(DATA SECTION Opens)

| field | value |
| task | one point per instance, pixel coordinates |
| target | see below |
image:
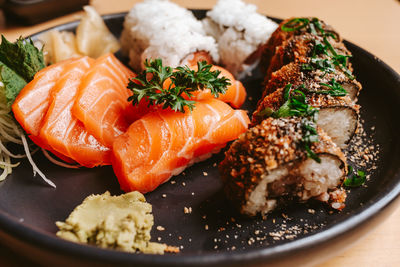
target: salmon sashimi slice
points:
(101, 102)
(64, 132)
(163, 142)
(32, 102)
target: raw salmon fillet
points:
(101, 102)
(32, 102)
(163, 143)
(61, 130)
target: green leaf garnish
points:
(22, 57)
(335, 89)
(184, 81)
(296, 105)
(19, 62)
(295, 24)
(355, 179)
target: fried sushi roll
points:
(313, 79)
(268, 165)
(162, 29)
(338, 116)
(301, 48)
(292, 27)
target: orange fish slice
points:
(101, 102)
(61, 130)
(163, 143)
(32, 102)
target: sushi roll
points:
(161, 29)
(267, 165)
(338, 116)
(240, 31)
(292, 27)
(301, 48)
(297, 74)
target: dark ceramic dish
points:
(213, 234)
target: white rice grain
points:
(161, 29)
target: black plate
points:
(28, 209)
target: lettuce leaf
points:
(12, 83)
(19, 62)
(22, 57)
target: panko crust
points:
(293, 73)
(279, 36)
(276, 99)
(264, 148)
(298, 49)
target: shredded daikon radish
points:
(11, 133)
(34, 167)
(57, 162)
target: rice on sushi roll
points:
(240, 31)
(161, 29)
(266, 166)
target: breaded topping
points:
(295, 74)
(262, 149)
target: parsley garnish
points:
(314, 27)
(335, 89)
(296, 105)
(184, 81)
(295, 24)
(355, 179)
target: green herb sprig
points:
(314, 26)
(149, 84)
(355, 179)
(19, 62)
(296, 105)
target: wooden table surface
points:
(373, 25)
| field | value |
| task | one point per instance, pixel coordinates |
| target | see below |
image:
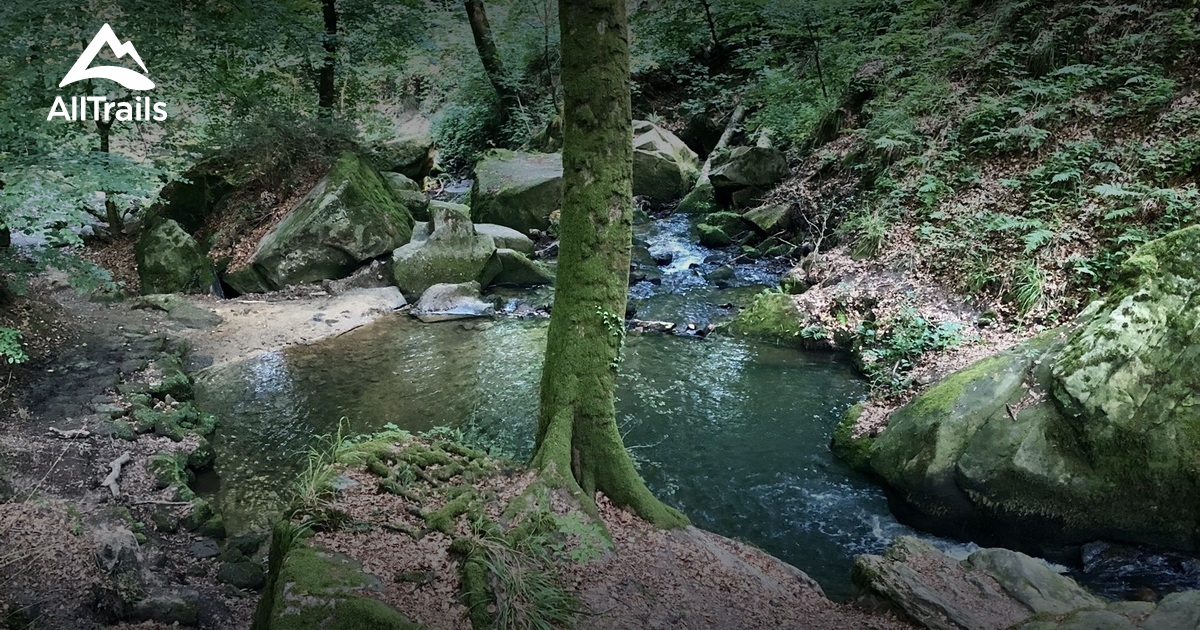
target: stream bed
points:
(731, 431)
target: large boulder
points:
(192, 198)
(451, 253)
(516, 269)
(169, 261)
(664, 167)
(517, 190)
(443, 303)
(351, 216)
(991, 589)
(1086, 432)
(408, 151)
(744, 173)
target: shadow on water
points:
(735, 433)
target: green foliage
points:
(888, 351)
(10, 346)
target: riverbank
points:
(179, 568)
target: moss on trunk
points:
(577, 436)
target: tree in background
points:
(577, 436)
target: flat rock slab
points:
(253, 327)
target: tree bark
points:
(490, 57)
(325, 90)
(112, 215)
(577, 436)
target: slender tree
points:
(490, 55)
(577, 436)
(325, 90)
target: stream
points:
(731, 431)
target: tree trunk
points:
(112, 215)
(325, 90)
(490, 57)
(577, 436)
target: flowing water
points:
(733, 432)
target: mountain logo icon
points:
(126, 77)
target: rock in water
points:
(1085, 433)
(443, 303)
(519, 270)
(744, 173)
(990, 589)
(169, 261)
(664, 167)
(517, 190)
(453, 253)
(348, 217)
(507, 238)
(409, 151)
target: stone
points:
(517, 190)
(664, 167)
(205, 549)
(351, 216)
(1032, 582)
(516, 269)
(769, 219)
(507, 238)
(175, 605)
(1177, 610)
(713, 235)
(1104, 445)
(443, 303)
(451, 255)
(191, 199)
(317, 588)
(408, 151)
(933, 589)
(169, 261)
(244, 575)
(748, 167)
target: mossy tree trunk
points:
(577, 436)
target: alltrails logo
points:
(100, 107)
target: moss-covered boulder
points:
(192, 198)
(453, 253)
(507, 238)
(316, 589)
(517, 190)
(408, 151)
(713, 235)
(1083, 433)
(169, 261)
(348, 217)
(516, 269)
(664, 167)
(771, 316)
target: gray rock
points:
(1176, 611)
(516, 269)
(169, 261)
(664, 167)
(505, 237)
(451, 255)
(517, 190)
(933, 589)
(443, 303)
(351, 216)
(177, 605)
(205, 549)
(244, 575)
(1032, 582)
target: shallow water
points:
(732, 432)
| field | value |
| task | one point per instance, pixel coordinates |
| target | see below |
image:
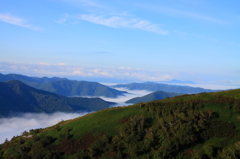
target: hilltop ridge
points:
(204, 125)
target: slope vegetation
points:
(190, 126)
(152, 96)
(16, 97)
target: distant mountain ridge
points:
(151, 86)
(63, 86)
(203, 126)
(17, 97)
(152, 96)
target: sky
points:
(137, 40)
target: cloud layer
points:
(14, 126)
(17, 21)
(61, 69)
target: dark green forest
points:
(152, 96)
(65, 87)
(202, 125)
(152, 86)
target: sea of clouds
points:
(14, 126)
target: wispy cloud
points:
(116, 21)
(181, 12)
(46, 69)
(17, 21)
(83, 2)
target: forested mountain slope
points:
(152, 96)
(63, 86)
(151, 86)
(203, 126)
(16, 97)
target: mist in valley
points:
(15, 125)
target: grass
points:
(107, 120)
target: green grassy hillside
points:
(203, 126)
(157, 95)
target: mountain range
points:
(204, 125)
(65, 87)
(152, 96)
(17, 97)
(152, 86)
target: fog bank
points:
(14, 126)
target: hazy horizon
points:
(122, 40)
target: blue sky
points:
(158, 40)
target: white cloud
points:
(46, 69)
(14, 126)
(17, 21)
(116, 21)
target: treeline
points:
(182, 127)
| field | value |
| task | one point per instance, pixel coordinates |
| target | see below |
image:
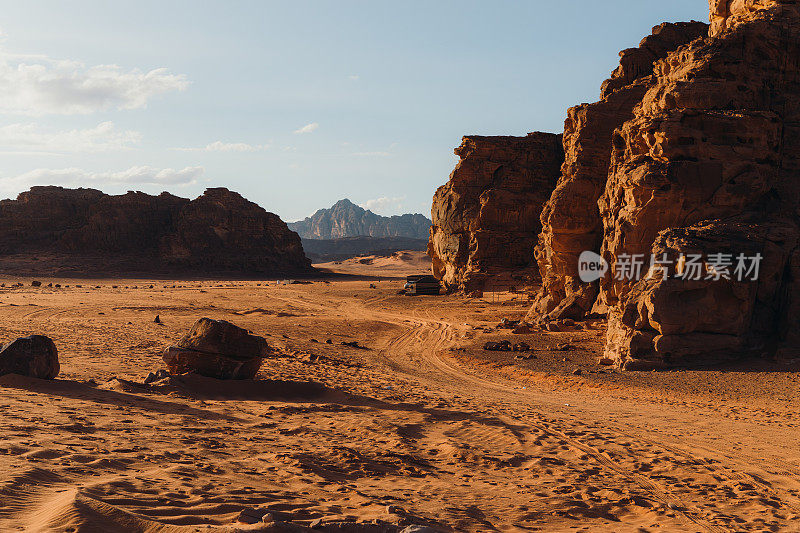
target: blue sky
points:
(294, 104)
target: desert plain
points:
(414, 425)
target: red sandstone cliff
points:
(486, 218)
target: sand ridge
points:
(415, 429)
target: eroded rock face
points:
(217, 349)
(35, 356)
(486, 218)
(218, 231)
(708, 165)
(571, 221)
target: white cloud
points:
(39, 85)
(219, 146)
(32, 139)
(308, 128)
(142, 175)
(384, 204)
(371, 154)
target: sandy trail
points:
(405, 423)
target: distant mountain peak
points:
(346, 219)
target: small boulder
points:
(217, 349)
(35, 356)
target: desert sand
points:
(420, 426)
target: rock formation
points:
(571, 220)
(486, 218)
(219, 231)
(345, 219)
(685, 177)
(35, 356)
(217, 349)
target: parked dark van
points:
(422, 285)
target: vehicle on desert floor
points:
(422, 284)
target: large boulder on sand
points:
(35, 356)
(217, 349)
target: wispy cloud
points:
(142, 175)
(371, 154)
(39, 85)
(308, 128)
(220, 146)
(33, 139)
(385, 205)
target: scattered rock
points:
(156, 376)
(35, 356)
(508, 324)
(217, 349)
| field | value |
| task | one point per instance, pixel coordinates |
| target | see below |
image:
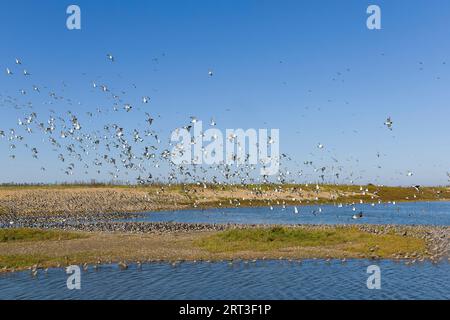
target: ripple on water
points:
(411, 213)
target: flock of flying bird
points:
(136, 154)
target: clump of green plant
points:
(346, 239)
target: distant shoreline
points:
(22, 249)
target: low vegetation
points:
(12, 235)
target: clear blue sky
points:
(310, 68)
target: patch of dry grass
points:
(348, 239)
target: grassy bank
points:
(23, 248)
(27, 235)
(85, 199)
(348, 240)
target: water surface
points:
(411, 213)
(311, 279)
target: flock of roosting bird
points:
(127, 155)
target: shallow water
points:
(411, 213)
(310, 279)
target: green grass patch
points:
(23, 234)
(19, 261)
(348, 239)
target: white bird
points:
(358, 216)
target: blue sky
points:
(310, 68)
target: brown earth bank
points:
(102, 200)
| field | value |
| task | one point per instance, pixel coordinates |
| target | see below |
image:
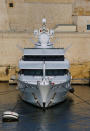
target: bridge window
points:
(31, 72)
(43, 58)
(56, 72)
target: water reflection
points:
(73, 114)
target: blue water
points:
(72, 115)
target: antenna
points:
(68, 47)
(20, 48)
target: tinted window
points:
(57, 72)
(35, 72)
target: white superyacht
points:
(44, 77)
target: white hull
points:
(43, 95)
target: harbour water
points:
(71, 115)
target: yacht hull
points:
(43, 95)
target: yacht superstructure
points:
(44, 77)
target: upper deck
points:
(44, 51)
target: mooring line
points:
(7, 92)
(81, 99)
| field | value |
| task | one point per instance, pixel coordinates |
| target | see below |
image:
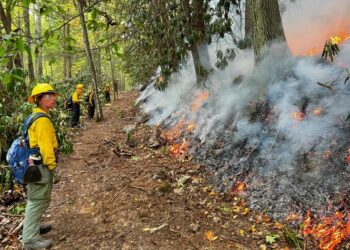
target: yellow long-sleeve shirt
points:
(76, 97)
(42, 134)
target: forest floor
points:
(114, 194)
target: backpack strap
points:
(29, 121)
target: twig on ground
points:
(11, 215)
(140, 188)
(56, 205)
(16, 229)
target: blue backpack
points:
(19, 152)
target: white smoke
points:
(287, 83)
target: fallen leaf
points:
(278, 225)
(262, 247)
(209, 235)
(271, 238)
(253, 229)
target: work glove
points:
(56, 176)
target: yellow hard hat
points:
(80, 86)
(41, 88)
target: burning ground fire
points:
(337, 39)
(330, 231)
(299, 159)
(182, 128)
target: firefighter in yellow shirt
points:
(76, 99)
(42, 135)
(90, 102)
(107, 91)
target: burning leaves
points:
(331, 47)
(182, 129)
(330, 231)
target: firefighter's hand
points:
(56, 176)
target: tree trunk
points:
(67, 58)
(195, 24)
(28, 39)
(248, 29)
(6, 19)
(267, 25)
(79, 6)
(114, 86)
(39, 58)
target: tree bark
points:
(248, 29)
(114, 86)
(39, 57)
(67, 58)
(79, 6)
(191, 21)
(28, 40)
(267, 25)
(6, 19)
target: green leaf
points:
(26, 3)
(6, 78)
(20, 44)
(28, 49)
(2, 51)
(7, 37)
(94, 13)
(271, 238)
(60, 9)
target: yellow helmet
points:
(40, 88)
(79, 86)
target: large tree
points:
(80, 7)
(266, 24)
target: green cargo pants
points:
(39, 197)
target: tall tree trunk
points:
(248, 29)
(79, 6)
(28, 39)
(6, 19)
(39, 57)
(267, 25)
(114, 85)
(67, 58)
(97, 56)
(193, 47)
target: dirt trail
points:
(106, 201)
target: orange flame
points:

(DATA SECTION Closes)

◆ DIRECTIONS FOR THIS TASK
Could you retype exactly the lines above, starting at the line that contains "target: flat rock slab" and ending at the line that contains "target: stone", and nothing more?

◆ FINISHED TASK
target: flat rock slab
points:
(253, 327)
target: tree bark
points:
(490, 57)
(325, 90)
(112, 215)
(577, 436)
target: slender tree
points:
(490, 55)
(577, 436)
(325, 90)
target: stream
points:
(731, 431)
target: tree trunk
points:
(112, 215)
(325, 90)
(490, 57)
(577, 436)
target: flowing water
points:
(733, 432)
target: mountain logo icon
points:
(126, 77)
target: rock in water
points:
(1085, 433)
(443, 303)
(519, 270)
(744, 173)
(990, 589)
(169, 261)
(664, 167)
(517, 190)
(453, 253)
(348, 217)
(507, 238)
(409, 151)
target: stone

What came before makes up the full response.